--- YOUR ASSIGNMENT ---
For each line of the data below, copy it if it holds the word "tyre".

--- MATERIAL PROVIDED ---
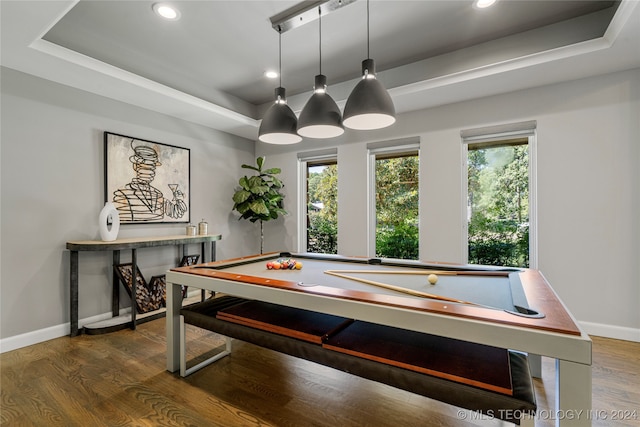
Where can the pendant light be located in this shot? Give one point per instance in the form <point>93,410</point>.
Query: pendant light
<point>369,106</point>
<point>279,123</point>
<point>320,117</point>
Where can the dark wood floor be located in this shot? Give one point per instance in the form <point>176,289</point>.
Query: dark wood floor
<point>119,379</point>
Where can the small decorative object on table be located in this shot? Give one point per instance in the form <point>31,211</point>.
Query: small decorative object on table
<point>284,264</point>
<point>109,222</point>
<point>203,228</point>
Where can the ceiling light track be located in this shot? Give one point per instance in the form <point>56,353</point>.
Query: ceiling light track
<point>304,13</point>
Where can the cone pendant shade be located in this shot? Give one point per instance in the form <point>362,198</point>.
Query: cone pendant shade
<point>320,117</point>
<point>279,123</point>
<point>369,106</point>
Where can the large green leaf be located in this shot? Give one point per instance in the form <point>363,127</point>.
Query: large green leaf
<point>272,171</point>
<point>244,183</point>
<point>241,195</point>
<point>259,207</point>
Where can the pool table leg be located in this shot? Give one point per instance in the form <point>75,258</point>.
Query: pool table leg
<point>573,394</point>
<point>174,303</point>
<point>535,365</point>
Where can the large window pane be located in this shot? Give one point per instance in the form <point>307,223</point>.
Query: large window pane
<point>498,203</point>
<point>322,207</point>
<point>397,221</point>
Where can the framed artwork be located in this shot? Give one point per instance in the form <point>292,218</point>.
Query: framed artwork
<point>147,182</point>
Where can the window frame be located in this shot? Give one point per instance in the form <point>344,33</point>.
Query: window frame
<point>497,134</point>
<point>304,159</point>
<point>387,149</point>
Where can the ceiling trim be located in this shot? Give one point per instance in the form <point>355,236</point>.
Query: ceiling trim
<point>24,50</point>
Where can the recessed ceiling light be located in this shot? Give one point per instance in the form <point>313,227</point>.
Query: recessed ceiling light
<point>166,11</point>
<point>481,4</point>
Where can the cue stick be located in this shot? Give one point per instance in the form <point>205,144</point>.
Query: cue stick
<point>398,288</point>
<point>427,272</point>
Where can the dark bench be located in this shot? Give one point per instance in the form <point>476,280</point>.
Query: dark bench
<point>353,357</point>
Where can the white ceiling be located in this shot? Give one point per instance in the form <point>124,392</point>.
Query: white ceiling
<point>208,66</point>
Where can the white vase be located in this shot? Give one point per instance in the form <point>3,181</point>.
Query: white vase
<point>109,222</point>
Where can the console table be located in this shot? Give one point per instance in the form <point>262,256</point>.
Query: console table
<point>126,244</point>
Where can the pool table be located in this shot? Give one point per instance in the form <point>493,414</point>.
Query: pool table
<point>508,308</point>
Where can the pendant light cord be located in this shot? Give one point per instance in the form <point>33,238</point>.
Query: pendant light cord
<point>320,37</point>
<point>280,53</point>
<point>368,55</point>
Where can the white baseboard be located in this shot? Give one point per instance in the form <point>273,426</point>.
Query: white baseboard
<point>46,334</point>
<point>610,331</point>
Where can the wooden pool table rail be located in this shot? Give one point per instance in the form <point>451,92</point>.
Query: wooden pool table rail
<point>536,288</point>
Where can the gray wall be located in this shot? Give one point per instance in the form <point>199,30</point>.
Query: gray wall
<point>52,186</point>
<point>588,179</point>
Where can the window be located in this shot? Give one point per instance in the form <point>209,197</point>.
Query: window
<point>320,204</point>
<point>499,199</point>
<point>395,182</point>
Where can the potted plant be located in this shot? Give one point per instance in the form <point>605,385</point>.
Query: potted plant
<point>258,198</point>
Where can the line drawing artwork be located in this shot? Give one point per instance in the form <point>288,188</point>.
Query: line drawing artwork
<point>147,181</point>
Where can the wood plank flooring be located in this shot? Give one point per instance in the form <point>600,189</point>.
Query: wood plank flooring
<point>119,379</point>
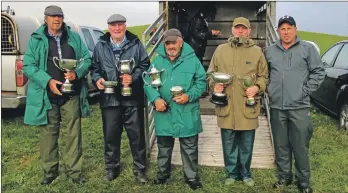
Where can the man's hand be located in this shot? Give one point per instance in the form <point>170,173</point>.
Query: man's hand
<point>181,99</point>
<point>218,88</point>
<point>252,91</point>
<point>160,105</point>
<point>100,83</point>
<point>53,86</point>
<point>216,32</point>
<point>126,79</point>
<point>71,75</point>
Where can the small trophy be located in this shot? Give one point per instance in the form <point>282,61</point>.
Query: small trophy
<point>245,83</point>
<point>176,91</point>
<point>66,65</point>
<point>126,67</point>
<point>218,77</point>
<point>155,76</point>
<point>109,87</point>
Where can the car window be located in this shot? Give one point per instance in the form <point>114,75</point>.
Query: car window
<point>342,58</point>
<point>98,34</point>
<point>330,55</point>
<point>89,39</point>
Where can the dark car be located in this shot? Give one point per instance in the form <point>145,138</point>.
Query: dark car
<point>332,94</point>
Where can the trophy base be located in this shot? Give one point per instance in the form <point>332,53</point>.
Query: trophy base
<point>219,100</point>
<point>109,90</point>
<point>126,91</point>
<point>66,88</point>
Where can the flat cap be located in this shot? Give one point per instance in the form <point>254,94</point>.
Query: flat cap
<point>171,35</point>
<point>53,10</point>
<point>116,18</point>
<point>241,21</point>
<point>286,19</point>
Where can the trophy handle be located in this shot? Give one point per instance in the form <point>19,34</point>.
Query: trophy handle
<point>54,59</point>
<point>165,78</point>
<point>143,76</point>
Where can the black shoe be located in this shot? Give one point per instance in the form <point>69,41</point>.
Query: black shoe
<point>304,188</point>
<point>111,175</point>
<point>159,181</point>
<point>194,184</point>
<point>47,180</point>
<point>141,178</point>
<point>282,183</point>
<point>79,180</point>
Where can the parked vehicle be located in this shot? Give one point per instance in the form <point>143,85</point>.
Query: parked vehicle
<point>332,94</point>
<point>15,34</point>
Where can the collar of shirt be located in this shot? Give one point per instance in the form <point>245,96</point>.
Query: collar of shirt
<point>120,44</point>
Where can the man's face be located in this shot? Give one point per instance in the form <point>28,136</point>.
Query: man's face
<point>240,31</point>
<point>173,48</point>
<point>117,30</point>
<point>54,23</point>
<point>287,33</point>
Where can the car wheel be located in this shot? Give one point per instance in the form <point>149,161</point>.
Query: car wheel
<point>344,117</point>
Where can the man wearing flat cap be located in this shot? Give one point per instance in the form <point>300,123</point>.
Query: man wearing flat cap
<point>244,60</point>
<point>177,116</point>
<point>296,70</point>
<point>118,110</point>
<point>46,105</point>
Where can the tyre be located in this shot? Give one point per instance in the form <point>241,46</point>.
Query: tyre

--- OUTPUT OF THE EXERCISE ---
Where can the tyre be located in this shot? Give one point per instance in the form <point>241,46</point>.
Query: tyre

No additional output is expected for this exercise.